Health care resource utilization increases dramatically during the Stage D. A recent community based study assessed health care utilization over the lifetime of HF patients after their initial HF diagnosis (Figure 2)8. This study demonstrated that in patients who survived the initial months after their HF diagnosis, resource utilization was most intense at the time of diagnosis and then in the last few months of life. The intensity of resource utilization was due to frequent hospitalizations and intensive out-patient visits. It is important to recognize that in the community, the most common mode of death in patients with a diagnosis of HF is non-HF related death (NHFD) due to coronary artery disease and non-cardiovascular comorbidities (Figure 1 and 3A9). Similarly, the most common causes of hospitalization over the course of a patient's life after a HF diagnosis are non-CV diseases followed by non-HF cardiovascular causes and HF (Figure 3B10). However, a significant subset of patients will die of fatal arrhythmias (sudden cardiac death, SCD) or progressive HF. The risk of SCD increases as the severity of HF increases.

Figure 2. Health care resource utilization over life after a HF diagnosis in the community.

Figure 2

The average monthly cost of health care is shown for patients over their lifetime after a diagnosis of HF. Note that resource utilization is most intense at the time of diagnosis (often made during a hospitalization) and again years after the diagnosis, where the advanced HF patient is at high risk for repeated hospitalizations for HF or other conditions8.

Figure 3. Causes of death and hospitalization for HF patients in the community.

Figure 3

The “epidemic” of HF occurs in elderly patients where the progression to advanced HF does not occur in isolation from a host of other cardiovascular and non-cardiovascular comorbidities. While HF clinical trials usually exclude patients with other cardiovascular and non-cardiovascular comorbidities, these conditions potently contribute to mortality9 (A) and hospitalizations10 (B) in the community as demonstrated in studies from a community based HF surveillance study in Olmsted County, Minnesota. In B, the cause of all hospitalizations over the patients life after a HF diagnosis (excluding the index HF hospitalization in patients in whom the diagnosis was made during a hospitalization for HF) were assessed.

# [MATERIAL PROVIDED]

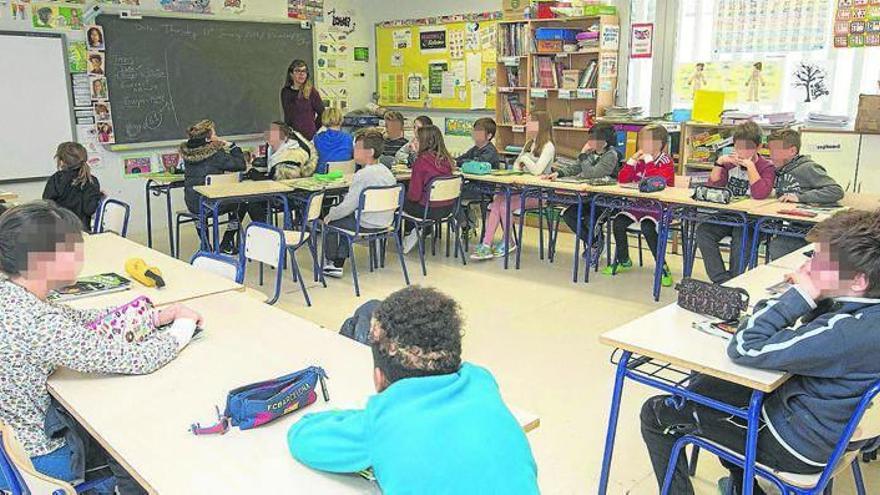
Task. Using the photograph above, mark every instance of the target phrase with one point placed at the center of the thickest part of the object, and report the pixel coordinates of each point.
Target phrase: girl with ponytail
(73, 186)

# [APPLY WHAT YOU READ]
a. Echo the section of the heart failure passage that begins with the words containing "Figure 3. Causes" and ends with "HF) were assessed.".
b. Carry on the text about heart failure care and outcomes, starting after its last sentence.
The listing above comes from a source unrelated to the heart failure text.

# [ANSWERS BY ITEM NUMBER]
a.
Figure 3. Causes of death and hospitalization for HF patients in the community.

Figure 3

The “epidemic” of HF occurs in elderly patients where the progression to advanced HF does not occur in isolation from a host of other cardiovascular and non-cardiovascular comorbidities. While HF clinical trials usually exclude patients with other cardiovascular and non-cardiovascular comorbidities, these conditions potently contribute to mortality9 (A) and hospitalizations10 (B) in the community as demonstrated in studies from a community based HF surveillance study in Olmsted County, Minnesota. In B, the cause of all hospitalizations over the patients life after a HF diagnosis (excluding the index HF hospitalization in patients in whom the diagnosis was made during a hospitalization for HF) were assessed.

b.
What is Stage D “Advanced” HF?

Stage D HF designates patients with truly refractory HF symptoms and is heralded by a tenuous clinical course of progressive debilitating symptoms with decreasing level of activity (NYHA IIIB, IV), recurrent hospitalizations for volume overload, rhythm management and complications of HF and HF therapy (cardiorenal syndrome, medication side effects, pulmonary emboli, anti-coagulation complications and others) and marked increases in the level of outpatient visits in efforts to avoid hospitalizations. Advanced HF makes patients more susceptible to destabilization of other medical conditions increasing the hospitalization burden. Progression to advanced HF may be gradual and it is often difficult to determine whether decompensation in a previously stable HF patient is an isolated incident due to reversible precipitants or the transition to a refractory stage. To facilitate recognition of this phase so that advanced HF therapy (in eligible patients) or a more palliative approach to care can be considered, a number of definitions of advanced HF have been proposed.

Definitions of advanced HF in guidelines

The ACC/AHA guidelines and the Heart Failure Society of America guidelines have attempted to define advanced HF as summarized in Table 1.6, 11. The Heart Failure Association of the European Society of Cardiology provides additional details in their criteria for advanced HF12 (Table 2).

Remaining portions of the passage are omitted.